▸ **Records for this task**:
^^^^

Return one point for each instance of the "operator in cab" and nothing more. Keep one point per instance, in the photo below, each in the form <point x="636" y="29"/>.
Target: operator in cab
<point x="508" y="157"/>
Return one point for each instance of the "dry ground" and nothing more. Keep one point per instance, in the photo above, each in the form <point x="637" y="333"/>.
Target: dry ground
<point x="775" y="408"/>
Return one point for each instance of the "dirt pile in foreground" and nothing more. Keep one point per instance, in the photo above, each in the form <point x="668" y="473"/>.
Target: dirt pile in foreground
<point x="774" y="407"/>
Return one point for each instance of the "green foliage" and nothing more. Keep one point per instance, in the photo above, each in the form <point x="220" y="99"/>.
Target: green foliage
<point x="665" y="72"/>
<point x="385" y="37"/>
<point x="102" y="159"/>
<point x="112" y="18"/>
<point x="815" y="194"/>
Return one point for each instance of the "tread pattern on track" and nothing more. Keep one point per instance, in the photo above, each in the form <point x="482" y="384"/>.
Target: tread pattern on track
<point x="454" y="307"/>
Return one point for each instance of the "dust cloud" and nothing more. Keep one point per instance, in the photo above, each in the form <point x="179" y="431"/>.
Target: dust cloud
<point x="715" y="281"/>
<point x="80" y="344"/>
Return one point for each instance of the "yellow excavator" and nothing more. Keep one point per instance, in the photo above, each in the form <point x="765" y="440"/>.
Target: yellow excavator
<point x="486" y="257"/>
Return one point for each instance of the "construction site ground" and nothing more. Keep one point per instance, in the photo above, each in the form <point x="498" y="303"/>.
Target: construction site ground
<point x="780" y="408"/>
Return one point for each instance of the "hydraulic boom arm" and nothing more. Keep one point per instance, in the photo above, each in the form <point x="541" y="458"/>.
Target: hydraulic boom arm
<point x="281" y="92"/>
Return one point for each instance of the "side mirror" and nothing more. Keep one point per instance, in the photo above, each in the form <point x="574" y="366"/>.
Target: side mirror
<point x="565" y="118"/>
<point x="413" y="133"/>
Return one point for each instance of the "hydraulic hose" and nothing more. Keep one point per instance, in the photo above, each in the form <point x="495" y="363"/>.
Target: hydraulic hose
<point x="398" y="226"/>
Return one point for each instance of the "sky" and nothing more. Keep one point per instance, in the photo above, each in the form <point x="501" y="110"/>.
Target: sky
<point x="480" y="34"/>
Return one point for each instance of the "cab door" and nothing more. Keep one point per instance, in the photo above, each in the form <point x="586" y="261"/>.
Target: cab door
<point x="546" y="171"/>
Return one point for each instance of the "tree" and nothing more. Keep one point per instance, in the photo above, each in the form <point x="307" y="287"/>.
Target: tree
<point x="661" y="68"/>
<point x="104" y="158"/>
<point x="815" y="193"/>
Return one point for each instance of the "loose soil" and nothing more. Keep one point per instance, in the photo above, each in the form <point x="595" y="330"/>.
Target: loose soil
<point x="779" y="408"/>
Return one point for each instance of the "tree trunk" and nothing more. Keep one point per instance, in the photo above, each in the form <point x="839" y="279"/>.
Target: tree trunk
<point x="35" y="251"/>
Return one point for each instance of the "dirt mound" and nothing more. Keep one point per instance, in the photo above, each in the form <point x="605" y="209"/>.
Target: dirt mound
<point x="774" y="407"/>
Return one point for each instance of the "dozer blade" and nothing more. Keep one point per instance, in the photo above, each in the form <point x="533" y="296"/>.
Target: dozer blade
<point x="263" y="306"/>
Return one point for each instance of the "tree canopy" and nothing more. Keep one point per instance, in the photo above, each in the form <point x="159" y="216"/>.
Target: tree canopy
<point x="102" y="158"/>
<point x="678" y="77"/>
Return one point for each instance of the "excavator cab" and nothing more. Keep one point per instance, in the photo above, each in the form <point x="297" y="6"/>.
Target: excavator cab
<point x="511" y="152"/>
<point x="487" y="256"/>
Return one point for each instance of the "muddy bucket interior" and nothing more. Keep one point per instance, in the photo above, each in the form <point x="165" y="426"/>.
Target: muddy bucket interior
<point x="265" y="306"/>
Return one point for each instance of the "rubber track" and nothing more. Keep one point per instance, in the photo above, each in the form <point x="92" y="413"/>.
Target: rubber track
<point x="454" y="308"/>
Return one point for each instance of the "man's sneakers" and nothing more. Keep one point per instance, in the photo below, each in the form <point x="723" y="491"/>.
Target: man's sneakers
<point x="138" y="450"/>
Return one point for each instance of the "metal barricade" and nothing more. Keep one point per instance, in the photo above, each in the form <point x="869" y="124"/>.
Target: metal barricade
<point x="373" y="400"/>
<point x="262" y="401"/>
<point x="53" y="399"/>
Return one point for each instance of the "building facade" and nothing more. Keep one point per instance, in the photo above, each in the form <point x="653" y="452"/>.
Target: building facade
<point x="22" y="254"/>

^^^^

▸ **To do**:
Filter the entries down to the lines containing "below". Copy each of those lines.

▸ **Response to this task**:
Return one point for each instance of the "operator in cab" and nothing more. Keep one point per instance, in the photo below, each in the form <point x="636" y="29"/>.
Return one point for each instance of the "man's sneakers" and nothing more. Keep one point per instance, in the photo below, each in the form <point x="723" y="491"/>.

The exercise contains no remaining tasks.